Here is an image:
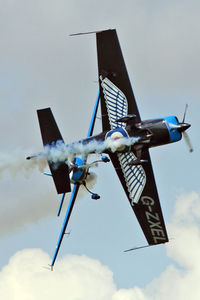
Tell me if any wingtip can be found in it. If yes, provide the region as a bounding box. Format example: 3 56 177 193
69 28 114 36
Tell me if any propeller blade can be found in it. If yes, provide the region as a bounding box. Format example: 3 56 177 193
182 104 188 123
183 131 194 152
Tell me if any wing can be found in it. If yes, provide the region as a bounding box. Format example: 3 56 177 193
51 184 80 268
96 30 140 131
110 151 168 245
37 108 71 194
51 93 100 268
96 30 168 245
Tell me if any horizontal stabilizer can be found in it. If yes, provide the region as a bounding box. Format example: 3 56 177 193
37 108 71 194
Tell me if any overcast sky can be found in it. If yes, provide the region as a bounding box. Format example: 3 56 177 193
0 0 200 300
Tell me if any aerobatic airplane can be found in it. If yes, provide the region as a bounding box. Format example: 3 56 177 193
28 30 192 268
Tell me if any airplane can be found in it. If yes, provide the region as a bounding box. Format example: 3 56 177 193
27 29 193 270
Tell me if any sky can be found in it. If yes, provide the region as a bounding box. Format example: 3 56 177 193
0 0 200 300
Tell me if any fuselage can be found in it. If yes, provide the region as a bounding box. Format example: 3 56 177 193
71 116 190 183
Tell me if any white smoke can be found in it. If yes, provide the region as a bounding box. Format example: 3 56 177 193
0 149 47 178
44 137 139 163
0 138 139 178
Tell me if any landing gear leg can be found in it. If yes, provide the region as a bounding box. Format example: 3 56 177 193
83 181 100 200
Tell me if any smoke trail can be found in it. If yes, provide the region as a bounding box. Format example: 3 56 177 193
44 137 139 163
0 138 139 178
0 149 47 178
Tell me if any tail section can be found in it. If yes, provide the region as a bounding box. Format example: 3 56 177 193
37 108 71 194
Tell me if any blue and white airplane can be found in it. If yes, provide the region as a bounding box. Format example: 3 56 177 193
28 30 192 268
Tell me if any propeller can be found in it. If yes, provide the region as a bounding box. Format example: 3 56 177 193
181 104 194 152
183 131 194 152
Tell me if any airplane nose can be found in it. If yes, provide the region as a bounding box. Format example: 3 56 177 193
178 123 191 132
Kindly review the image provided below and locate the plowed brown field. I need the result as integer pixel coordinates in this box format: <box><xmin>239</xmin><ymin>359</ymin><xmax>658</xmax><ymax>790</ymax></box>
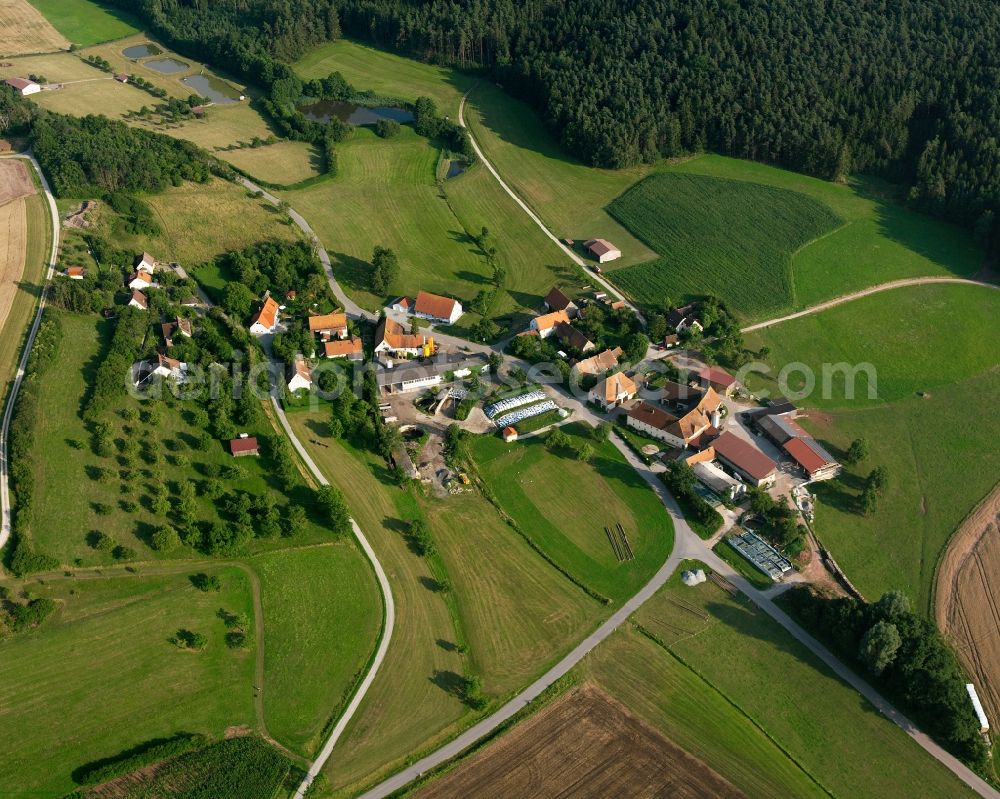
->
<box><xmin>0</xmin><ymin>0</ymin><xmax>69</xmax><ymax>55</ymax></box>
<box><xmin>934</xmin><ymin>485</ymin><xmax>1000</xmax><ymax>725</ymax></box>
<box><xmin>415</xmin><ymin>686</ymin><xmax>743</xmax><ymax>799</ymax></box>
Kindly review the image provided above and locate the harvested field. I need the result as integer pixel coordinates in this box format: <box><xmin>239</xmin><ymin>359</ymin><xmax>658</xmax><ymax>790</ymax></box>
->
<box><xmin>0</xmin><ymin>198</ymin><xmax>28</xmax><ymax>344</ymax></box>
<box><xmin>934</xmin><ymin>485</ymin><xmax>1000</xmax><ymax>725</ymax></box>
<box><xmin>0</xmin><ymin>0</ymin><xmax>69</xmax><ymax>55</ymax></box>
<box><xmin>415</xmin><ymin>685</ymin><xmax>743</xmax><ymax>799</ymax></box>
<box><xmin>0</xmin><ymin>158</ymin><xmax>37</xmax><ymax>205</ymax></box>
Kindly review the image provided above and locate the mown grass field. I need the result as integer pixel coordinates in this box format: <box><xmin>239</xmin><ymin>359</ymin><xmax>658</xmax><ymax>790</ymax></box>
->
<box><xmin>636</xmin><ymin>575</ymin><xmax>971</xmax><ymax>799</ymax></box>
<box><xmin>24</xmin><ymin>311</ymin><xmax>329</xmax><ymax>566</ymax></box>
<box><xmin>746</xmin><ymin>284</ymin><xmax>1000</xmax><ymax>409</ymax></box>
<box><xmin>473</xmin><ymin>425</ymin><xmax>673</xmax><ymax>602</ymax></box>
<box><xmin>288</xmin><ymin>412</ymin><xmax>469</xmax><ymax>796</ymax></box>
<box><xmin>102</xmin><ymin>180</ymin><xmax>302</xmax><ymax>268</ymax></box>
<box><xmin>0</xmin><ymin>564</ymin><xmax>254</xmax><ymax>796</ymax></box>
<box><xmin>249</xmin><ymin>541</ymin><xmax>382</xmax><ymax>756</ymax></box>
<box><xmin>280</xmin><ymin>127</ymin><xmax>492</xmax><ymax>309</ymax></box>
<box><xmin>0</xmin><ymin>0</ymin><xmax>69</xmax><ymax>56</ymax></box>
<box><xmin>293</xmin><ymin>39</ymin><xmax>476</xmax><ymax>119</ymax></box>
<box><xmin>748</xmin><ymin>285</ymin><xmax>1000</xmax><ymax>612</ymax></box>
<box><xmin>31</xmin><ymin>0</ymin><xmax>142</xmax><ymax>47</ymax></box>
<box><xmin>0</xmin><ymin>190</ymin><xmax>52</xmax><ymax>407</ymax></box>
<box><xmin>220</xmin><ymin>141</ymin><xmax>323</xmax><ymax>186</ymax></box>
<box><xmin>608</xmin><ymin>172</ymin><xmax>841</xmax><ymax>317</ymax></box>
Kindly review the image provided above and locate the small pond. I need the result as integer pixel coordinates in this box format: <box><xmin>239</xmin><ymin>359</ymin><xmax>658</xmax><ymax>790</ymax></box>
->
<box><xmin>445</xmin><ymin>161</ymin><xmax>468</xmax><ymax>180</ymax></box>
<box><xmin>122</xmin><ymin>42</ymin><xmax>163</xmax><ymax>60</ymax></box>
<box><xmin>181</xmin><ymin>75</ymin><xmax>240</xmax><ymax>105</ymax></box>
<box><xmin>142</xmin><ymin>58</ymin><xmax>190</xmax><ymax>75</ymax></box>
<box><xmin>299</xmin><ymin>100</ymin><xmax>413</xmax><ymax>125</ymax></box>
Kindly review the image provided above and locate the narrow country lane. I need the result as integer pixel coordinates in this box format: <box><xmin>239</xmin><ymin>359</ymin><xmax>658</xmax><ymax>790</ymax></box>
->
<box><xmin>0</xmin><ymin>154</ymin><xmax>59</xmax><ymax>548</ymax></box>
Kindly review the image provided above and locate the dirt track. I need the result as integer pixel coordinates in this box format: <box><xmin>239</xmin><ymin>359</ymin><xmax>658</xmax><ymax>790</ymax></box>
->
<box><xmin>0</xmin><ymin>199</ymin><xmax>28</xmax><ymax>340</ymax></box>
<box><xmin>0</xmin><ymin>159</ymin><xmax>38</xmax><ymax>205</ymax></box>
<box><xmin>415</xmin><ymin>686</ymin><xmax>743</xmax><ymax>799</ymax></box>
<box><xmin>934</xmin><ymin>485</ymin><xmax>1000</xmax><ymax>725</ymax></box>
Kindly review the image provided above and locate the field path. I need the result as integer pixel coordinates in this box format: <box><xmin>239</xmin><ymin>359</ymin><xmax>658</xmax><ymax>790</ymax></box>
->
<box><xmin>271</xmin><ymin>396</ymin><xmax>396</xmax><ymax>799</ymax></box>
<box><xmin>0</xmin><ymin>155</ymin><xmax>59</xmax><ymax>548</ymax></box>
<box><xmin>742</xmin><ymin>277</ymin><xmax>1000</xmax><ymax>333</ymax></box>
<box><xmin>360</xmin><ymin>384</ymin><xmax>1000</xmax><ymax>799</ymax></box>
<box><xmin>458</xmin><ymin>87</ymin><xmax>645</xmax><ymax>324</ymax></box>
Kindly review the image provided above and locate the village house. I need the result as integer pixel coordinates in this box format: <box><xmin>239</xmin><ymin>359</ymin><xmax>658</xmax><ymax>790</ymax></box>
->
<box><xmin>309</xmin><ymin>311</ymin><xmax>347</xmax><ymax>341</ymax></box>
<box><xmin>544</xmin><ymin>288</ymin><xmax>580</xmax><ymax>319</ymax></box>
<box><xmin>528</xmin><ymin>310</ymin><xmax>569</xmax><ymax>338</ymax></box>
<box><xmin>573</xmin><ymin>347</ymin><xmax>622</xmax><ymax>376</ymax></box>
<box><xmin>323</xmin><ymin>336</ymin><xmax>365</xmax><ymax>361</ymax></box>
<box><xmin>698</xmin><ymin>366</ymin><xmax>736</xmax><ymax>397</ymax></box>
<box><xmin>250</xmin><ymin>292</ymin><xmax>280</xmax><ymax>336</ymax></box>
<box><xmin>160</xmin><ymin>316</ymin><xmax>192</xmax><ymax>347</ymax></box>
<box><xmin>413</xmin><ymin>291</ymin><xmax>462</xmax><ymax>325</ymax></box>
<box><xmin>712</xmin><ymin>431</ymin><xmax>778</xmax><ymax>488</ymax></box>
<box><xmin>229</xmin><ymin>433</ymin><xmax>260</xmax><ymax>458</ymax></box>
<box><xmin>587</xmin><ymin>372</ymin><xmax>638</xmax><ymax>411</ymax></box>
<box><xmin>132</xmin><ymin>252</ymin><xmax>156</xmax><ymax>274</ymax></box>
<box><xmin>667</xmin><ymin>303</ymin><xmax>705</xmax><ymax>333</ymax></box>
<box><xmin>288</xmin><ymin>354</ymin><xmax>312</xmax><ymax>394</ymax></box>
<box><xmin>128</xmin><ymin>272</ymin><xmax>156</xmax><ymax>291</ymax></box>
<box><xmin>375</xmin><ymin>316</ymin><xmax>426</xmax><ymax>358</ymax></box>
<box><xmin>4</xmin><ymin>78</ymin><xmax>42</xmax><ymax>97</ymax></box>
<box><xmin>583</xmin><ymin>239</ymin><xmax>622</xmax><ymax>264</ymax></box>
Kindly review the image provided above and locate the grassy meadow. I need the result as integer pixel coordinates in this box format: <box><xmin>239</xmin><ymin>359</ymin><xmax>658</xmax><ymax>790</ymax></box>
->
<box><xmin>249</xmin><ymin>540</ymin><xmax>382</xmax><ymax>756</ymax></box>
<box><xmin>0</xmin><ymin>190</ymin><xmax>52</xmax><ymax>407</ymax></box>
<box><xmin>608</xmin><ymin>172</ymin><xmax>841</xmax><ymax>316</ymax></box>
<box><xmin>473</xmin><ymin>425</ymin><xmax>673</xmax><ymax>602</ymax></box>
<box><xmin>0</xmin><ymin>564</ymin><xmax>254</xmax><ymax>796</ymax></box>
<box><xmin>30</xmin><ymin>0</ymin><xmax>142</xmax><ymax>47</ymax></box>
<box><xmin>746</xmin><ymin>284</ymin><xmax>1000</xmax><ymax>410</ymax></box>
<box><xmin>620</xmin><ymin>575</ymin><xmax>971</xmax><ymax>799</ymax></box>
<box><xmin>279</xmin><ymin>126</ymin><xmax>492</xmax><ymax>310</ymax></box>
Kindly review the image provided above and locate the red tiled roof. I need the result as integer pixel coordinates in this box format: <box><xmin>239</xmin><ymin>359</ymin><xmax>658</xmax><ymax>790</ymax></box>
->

··········

DO THIS: Please change "bounding box" to "rectangle" in the records from the line with "Tell me if any propeller blade" to the line with "178 123 191 132", and return only those lines, otherwise unchanged.

RESPONSE TO THE TASK:
Tell me if any propeller blade can be found in it. If yes, provide the region as a rectangle. Format example: 3 56 177 193
182 104 188 123
183 131 194 152
Tell me if any wing can be found in it. If yes, provide the region as a rectangle. Format example: 3 56 177 193
51 184 80 268
96 30 140 131
110 151 168 245
37 108 71 194
51 93 100 268
96 30 168 245
Tell me if any horizontal stabilizer can be found in it. If yes, provide the region as a rectangle. Format example: 3 56 177 193
37 108 71 194
Tell me if any overcast sky can be found in it. If yes, provide the region as a rectangle. Format example: 3 56 177 193
0 0 200 300
Tell me if any aerobatic airplane can be found in it. If yes, provide the region as a rectangle. Format example: 3 56 177 193
28 30 192 268
Tell me if any airplane can be found in it. If yes, provide the region as a rectangle. Format example: 3 56 177 193
27 29 193 270
Tell me if any sky can be found in it. If yes, provide the region as a rectangle. Format example: 3 56 177 193
0 0 200 300
Tell me if any fuselage can be found in it. If yes, provide the region as a rectangle. Format example: 3 56 177 193
71 116 190 183
Tell me if any white smoke can be found in it. If yes, provide the region as a rectangle. Format example: 3 56 177 193
0 149 47 178
44 137 139 163
0 138 139 178
Tell me if any landing gear leg can be found in it. If yes, provide the region as a rectangle. Format example: 3 56 177 193
83 181 100 200
Tell me if any smoke trail can be found in it. If yes, provide the region as a rectangle. Format example: 3 56 177 193
44 137 139 163
0 138 139 178
0 149 47 178
Tell me if any tail section can be found in it. If yes, provide the region as a rectangle. Format example: 3 56 177 193
37 108 71 194
Tell me if any blue and white airplane can be found in it. If yes, provide the region as a rectangle. Format example: 3 56 177 193
28 30 192 268
Tell me if any propeller can be found in it. If yes, provide the region as a rectangle. Format example: 3 56 177 193
181 104 194 152
183 131 194 152
Tell me if any airplane nose can be found in it. If yes, provide the region as a rectangle. Format example: 3 56 177 193
178 123 191 132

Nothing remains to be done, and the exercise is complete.